- _TEXT UNDER STUDY_
▽

- Külle Kime Location within Tatarstan
- Country: Russia
- Region: Tatarstan
- District: Ätnä District
- Time zone: UTC+3:00

= Külle Kime =

Külle Kime (Күлле Киме, Кулле-Кими) is a rural locality (a selo) in Ätnä District, Tatarstan. The population was 371 as of 2010.

== Geography ==
Külle Kime is located 9 km northwest of Olı Ätnä, district's administrative centre, and 90 km north of Qazan, republic's capital, by road.

== History ==
The earliest known record of the settlement dates from 1701.

From 18th to the first half of the 19th centuries village's residents belonged to the social estate of state peasants.

By the beginning of the twentieth century, village had a mosque, a madrasa, a zemstvo hospital, a veterinary paramedic station, a blacksmith shop, a state-owned wine shop, two beer shops, a manufacturer, five small shops and a bazaar on Wednesdays.

Before the creation of the Tatar ASSR in 1920 was a part of Çar Uyezd of Qazan Governorate. Since 1920 was a part of Arça Canton; after the creation of districts in Tatar ASSR (Tatarstan) in Tuqay (1930–1935), Tuqay (former Qızıl Yul) (1935–1963), Arça (1963–1990) and Ätnä districts.

△

- _WHAT TO WORK ON_
In the text on Külle Kime, on which day of the week was the village bazaar held by the beginning of the twentieth century? You do not need the records that come next.

Stored data entries:
▽

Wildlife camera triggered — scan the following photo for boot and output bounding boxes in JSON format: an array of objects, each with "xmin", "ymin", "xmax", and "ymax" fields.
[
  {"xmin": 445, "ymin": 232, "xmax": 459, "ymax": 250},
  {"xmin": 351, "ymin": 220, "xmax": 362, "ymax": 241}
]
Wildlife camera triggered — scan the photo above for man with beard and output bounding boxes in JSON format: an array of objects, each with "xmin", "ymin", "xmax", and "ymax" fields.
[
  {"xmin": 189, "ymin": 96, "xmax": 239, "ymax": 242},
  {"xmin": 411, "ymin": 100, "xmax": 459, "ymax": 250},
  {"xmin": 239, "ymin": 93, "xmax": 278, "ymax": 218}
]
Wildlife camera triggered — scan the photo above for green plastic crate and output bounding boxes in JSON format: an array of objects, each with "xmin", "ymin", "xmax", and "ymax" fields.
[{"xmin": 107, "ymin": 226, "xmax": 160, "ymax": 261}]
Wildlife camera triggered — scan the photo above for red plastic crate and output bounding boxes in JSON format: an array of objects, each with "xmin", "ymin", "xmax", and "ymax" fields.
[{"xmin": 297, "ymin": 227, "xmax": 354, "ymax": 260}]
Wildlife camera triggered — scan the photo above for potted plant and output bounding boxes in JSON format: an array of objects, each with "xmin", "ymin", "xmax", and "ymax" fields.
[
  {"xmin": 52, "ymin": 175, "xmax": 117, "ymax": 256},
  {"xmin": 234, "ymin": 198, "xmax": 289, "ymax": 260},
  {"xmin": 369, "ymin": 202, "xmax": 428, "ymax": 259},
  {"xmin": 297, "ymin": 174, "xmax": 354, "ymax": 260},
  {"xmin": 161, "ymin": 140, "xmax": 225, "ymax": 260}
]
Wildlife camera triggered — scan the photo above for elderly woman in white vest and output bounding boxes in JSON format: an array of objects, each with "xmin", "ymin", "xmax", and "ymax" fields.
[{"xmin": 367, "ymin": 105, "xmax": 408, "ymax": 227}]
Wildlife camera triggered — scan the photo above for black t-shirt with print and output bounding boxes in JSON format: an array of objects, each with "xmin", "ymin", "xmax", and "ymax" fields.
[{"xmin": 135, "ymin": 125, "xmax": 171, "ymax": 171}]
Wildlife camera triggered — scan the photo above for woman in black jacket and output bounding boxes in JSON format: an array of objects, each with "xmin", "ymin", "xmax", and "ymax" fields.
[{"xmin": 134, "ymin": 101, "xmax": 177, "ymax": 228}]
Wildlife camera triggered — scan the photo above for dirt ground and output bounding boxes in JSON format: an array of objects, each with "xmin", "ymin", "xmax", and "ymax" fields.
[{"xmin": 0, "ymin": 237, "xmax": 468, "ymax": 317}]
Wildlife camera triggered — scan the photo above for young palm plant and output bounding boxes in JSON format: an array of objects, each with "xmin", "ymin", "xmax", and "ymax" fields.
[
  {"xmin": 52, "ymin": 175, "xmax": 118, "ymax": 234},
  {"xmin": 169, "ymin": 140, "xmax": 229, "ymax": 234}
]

△

- _OUTPUT OF THE TASK_
Wednesday.